DATA PROVIDED:

※

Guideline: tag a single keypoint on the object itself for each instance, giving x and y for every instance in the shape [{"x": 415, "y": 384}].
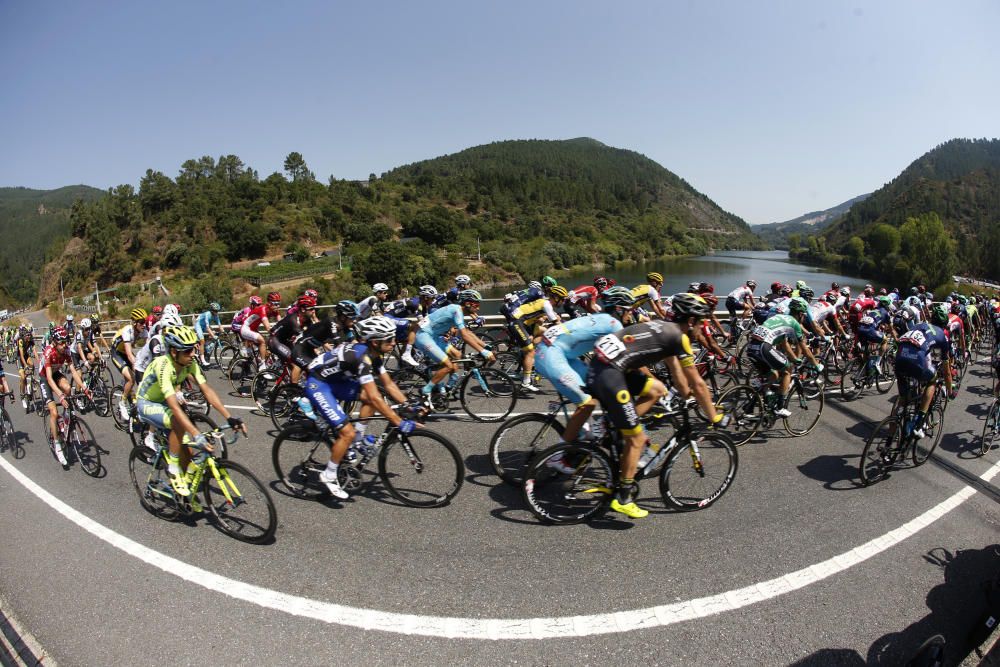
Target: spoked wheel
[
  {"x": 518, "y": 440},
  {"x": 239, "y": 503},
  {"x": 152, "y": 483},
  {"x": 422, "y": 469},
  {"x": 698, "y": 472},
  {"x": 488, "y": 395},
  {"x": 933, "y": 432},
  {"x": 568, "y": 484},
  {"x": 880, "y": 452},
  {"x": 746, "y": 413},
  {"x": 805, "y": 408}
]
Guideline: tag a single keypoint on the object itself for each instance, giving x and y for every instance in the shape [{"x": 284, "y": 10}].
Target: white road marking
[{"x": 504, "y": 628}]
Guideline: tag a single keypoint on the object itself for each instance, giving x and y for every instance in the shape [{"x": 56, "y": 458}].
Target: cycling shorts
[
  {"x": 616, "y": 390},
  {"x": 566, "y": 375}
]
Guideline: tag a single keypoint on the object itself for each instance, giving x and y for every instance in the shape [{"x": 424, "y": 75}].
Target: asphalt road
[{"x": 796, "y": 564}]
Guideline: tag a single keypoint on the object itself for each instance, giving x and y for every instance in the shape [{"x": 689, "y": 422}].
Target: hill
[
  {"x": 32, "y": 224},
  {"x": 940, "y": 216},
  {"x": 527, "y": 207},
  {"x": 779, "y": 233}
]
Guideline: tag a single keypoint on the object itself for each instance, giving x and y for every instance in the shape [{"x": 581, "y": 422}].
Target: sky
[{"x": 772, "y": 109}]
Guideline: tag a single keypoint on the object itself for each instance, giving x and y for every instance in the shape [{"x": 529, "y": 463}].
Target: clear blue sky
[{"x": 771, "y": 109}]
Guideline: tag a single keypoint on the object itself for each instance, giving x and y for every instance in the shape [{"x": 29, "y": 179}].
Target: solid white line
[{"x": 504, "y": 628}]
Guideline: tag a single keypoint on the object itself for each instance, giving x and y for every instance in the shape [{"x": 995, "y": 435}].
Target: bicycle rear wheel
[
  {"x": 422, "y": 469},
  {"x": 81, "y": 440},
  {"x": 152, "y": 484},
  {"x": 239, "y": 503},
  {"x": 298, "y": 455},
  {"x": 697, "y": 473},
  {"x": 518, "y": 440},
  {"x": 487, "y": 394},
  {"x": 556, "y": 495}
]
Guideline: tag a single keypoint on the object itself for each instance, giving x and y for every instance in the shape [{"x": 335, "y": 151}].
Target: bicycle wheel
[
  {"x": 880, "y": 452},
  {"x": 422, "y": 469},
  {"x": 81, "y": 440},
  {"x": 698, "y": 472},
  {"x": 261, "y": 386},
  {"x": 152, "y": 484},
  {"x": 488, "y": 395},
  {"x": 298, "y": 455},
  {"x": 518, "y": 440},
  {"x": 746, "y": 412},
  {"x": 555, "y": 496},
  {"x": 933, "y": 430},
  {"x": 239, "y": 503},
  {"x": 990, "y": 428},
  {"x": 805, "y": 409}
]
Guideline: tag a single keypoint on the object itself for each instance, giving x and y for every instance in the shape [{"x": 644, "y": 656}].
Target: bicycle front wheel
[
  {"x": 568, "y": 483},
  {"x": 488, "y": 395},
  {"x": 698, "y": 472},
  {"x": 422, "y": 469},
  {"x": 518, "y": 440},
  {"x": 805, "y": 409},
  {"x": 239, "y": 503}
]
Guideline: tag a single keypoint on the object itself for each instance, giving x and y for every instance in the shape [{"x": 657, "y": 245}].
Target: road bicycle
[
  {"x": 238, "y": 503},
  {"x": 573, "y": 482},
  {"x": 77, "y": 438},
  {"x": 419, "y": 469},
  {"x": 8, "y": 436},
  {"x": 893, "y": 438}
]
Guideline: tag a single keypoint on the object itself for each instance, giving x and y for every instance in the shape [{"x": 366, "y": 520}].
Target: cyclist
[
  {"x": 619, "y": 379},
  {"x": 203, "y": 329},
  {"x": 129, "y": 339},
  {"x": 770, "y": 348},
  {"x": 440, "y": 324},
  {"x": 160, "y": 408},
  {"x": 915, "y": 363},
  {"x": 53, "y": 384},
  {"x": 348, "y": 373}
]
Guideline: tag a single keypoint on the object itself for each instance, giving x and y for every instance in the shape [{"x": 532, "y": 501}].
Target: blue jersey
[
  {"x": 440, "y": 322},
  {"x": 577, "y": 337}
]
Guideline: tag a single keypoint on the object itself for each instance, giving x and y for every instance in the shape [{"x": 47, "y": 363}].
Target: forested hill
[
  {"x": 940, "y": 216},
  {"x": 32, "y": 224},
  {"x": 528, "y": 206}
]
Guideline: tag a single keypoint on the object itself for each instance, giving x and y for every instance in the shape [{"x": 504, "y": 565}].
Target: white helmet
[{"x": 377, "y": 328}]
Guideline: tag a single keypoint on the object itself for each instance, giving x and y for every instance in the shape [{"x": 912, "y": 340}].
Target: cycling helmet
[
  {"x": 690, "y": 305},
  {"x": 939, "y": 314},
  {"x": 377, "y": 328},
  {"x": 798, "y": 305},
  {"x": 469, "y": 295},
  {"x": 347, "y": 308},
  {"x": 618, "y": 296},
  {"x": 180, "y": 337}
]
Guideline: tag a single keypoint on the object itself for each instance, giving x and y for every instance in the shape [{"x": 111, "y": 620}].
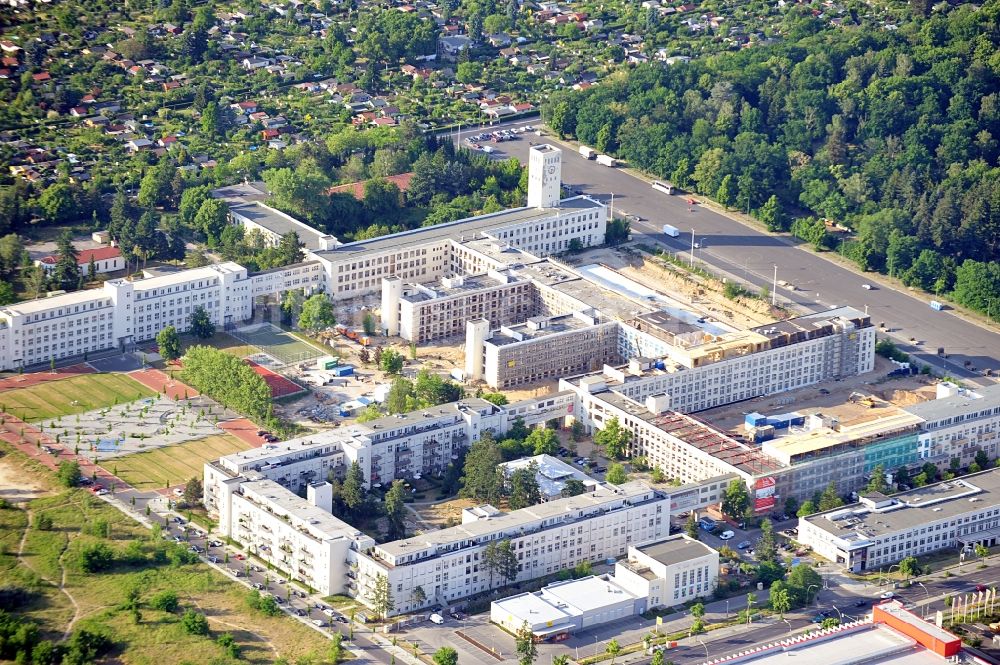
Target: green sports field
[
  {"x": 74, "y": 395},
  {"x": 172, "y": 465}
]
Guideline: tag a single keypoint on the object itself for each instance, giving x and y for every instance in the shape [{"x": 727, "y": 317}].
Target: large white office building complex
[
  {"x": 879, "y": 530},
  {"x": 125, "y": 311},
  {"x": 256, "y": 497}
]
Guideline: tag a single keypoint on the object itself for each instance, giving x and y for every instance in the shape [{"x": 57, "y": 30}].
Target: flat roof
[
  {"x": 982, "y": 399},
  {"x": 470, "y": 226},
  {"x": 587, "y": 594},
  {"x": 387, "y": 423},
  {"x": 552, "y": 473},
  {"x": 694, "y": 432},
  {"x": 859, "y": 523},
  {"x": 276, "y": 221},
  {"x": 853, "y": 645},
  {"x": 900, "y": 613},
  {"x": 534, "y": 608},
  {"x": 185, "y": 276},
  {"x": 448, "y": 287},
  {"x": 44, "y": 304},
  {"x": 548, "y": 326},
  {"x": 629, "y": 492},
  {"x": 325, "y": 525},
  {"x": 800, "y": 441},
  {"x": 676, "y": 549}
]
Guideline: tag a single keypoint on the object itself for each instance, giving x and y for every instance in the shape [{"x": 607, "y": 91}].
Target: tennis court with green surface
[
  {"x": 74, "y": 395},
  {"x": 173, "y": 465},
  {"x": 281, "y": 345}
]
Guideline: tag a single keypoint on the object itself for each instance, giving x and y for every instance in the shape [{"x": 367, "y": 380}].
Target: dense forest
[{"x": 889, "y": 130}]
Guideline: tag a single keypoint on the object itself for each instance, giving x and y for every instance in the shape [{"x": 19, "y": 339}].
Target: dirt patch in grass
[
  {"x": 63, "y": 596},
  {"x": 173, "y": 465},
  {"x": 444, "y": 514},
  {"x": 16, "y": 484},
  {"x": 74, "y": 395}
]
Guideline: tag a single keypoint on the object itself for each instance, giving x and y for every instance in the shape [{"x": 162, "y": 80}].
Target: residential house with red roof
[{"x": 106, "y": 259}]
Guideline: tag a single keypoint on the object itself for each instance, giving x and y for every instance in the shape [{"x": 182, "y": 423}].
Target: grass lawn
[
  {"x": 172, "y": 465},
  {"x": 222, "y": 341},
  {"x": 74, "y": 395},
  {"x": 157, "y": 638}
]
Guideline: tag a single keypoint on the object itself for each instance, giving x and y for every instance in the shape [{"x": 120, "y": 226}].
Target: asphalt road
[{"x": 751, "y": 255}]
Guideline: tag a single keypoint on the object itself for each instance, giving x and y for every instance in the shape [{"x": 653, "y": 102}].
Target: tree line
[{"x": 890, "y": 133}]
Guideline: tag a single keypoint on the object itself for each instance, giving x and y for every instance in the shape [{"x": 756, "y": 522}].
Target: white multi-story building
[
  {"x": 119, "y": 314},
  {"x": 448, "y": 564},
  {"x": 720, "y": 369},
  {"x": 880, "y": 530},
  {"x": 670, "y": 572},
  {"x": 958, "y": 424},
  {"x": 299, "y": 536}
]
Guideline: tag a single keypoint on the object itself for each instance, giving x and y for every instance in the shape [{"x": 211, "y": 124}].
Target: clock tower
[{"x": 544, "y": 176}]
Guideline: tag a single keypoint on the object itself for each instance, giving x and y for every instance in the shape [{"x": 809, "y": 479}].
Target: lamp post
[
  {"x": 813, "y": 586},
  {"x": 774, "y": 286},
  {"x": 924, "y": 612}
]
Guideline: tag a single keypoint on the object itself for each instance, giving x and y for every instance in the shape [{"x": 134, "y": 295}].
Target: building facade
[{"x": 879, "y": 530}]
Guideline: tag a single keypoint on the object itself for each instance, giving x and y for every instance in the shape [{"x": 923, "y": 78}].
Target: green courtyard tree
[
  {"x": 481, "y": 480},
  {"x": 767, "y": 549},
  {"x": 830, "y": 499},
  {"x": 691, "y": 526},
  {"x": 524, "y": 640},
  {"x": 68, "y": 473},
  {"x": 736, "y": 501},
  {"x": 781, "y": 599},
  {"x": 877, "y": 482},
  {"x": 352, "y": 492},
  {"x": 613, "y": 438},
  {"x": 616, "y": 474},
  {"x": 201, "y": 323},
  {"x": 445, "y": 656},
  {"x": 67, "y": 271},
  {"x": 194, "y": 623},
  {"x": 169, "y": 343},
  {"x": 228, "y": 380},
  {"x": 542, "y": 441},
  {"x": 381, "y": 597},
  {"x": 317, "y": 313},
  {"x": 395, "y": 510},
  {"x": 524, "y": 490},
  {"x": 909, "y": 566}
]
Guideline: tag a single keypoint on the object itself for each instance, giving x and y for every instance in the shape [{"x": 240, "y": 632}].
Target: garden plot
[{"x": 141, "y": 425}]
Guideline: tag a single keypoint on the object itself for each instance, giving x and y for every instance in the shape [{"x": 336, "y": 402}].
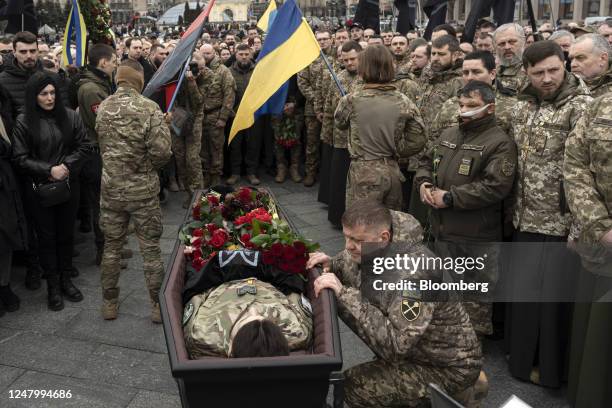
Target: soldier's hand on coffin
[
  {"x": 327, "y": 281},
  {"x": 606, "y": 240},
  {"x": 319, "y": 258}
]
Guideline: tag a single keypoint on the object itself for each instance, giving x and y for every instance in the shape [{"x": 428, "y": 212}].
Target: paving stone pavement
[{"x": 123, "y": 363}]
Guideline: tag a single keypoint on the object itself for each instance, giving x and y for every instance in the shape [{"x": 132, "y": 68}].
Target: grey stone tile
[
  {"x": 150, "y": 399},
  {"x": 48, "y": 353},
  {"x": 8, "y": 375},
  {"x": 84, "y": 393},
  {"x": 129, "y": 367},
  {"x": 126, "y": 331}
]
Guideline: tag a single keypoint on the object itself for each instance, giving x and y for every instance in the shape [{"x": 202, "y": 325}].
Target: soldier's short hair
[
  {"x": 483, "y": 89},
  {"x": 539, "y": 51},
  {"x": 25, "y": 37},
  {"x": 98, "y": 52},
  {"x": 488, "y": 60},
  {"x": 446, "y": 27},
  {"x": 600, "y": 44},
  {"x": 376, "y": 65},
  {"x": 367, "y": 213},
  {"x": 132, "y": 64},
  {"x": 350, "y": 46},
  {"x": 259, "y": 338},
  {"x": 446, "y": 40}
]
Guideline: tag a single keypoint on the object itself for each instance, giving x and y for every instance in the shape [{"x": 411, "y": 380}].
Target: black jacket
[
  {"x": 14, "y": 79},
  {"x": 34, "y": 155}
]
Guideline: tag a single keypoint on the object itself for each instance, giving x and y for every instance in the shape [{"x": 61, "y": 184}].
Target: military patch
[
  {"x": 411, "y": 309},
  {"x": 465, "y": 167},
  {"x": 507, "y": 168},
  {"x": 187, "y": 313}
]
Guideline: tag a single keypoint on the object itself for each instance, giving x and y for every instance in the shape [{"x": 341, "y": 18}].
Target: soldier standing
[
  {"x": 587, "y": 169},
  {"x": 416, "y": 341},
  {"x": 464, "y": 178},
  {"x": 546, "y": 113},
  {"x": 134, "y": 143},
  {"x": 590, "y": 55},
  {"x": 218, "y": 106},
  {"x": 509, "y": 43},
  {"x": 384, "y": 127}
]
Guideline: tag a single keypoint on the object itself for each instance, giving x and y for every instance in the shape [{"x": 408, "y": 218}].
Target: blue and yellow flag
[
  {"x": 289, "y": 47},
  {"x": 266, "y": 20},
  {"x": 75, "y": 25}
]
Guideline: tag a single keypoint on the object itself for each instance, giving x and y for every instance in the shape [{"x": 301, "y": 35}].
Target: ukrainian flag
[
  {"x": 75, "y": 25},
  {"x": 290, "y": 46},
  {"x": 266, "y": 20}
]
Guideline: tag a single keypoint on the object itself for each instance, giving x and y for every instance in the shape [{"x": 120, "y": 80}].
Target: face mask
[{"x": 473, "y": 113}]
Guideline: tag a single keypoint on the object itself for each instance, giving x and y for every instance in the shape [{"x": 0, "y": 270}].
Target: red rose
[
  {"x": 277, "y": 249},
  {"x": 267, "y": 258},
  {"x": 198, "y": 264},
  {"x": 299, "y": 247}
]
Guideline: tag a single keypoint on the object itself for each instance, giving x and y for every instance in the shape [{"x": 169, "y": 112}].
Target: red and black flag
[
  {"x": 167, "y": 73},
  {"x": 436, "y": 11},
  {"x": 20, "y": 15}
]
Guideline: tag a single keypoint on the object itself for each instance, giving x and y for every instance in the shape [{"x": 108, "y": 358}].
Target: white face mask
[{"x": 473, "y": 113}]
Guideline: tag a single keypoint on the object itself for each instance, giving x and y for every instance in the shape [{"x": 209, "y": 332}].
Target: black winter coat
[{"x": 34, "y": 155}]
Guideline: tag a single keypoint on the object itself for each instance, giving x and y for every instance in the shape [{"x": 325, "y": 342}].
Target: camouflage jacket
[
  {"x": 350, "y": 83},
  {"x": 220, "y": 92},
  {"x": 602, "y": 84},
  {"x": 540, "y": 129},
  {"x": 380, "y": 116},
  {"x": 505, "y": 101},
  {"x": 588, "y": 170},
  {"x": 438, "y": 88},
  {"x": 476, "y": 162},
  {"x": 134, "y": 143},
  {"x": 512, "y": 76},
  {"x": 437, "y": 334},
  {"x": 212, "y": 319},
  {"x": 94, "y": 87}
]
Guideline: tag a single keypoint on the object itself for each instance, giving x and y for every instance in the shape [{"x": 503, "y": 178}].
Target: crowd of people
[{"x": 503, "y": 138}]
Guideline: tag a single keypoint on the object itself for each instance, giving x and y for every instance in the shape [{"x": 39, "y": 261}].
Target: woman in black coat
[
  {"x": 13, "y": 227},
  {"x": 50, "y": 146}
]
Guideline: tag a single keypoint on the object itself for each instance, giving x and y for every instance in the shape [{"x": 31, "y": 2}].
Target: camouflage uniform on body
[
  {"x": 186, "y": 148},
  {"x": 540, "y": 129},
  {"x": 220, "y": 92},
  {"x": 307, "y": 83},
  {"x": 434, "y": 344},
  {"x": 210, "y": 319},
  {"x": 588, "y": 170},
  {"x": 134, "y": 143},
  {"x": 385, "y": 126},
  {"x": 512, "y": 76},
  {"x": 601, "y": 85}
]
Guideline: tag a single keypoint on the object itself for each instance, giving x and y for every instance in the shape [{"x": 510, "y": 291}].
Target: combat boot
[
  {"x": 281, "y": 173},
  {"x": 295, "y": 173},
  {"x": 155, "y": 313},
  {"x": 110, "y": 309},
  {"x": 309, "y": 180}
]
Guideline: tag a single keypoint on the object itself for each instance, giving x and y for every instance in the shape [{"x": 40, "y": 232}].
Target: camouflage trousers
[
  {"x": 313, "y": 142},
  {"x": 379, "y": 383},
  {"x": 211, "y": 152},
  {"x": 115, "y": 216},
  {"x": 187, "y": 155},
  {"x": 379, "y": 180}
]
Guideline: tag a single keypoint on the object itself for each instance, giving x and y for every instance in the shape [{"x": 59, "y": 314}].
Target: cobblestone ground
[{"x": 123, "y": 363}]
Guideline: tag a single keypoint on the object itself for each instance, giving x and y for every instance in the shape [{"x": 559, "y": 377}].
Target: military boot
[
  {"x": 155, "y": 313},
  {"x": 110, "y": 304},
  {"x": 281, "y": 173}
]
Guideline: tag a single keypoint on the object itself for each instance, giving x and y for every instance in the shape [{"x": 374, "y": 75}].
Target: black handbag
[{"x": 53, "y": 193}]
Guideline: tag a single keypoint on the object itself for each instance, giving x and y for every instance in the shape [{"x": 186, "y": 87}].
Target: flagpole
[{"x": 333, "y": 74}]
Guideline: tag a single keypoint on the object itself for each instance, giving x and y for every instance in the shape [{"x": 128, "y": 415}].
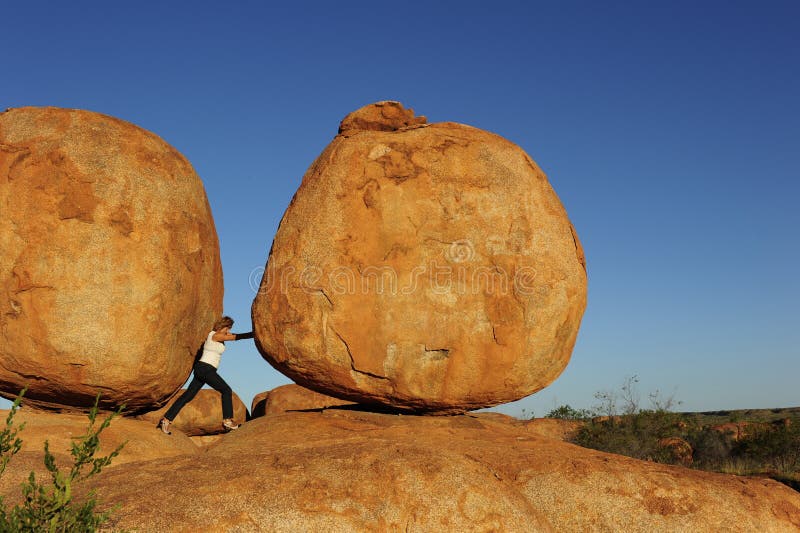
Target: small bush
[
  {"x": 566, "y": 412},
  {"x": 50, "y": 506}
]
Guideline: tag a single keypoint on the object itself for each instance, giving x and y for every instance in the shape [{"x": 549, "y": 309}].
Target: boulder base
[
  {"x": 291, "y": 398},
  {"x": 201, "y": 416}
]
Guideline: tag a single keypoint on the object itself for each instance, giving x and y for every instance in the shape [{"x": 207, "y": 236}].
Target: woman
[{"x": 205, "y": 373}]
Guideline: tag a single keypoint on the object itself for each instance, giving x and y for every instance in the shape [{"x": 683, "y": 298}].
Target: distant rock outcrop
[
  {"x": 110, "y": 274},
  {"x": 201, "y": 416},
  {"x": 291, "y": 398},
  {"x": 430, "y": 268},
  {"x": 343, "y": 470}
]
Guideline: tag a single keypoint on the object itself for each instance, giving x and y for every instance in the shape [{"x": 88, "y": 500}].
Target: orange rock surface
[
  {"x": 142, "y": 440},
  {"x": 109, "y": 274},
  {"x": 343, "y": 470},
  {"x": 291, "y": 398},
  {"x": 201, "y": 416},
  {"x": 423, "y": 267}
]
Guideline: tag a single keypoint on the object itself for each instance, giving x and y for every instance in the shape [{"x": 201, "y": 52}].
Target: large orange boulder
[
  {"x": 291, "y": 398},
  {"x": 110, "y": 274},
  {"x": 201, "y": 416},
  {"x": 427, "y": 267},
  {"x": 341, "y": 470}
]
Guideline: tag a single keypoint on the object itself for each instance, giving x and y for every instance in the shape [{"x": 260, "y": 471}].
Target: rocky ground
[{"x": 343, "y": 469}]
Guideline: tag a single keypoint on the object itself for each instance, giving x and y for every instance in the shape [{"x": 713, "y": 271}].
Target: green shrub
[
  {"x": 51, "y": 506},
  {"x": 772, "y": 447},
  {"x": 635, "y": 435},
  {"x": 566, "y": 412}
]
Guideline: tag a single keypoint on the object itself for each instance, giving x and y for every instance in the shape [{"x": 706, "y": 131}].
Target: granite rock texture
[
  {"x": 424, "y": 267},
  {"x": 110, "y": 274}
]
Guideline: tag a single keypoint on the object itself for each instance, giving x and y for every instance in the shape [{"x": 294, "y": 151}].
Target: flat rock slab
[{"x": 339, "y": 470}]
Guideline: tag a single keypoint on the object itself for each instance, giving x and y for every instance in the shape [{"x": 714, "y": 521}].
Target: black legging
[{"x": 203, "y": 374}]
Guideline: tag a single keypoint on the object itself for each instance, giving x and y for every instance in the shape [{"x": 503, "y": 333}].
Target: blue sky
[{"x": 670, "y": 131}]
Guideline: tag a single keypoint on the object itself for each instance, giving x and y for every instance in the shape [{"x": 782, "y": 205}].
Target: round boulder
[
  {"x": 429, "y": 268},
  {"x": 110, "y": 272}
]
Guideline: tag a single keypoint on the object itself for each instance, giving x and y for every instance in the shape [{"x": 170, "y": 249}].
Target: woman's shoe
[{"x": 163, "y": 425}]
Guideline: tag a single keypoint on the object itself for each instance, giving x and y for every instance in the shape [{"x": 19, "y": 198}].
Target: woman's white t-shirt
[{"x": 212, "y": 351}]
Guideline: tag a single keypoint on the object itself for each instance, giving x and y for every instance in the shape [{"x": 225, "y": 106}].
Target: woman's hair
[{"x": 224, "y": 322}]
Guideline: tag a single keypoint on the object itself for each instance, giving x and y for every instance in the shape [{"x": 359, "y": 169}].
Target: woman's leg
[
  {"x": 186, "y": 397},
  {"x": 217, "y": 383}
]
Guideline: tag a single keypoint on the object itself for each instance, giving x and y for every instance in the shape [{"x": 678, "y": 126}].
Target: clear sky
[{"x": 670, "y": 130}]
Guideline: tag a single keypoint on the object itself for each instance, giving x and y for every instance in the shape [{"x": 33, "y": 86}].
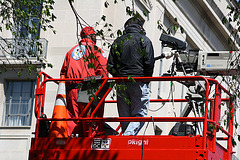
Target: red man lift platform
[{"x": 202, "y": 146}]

※

EXERCISE PROMPT: List every line in the material that contains the word "hair".

RESPONSE BELOW:
Target: soldier's short hair
Target: woman's hair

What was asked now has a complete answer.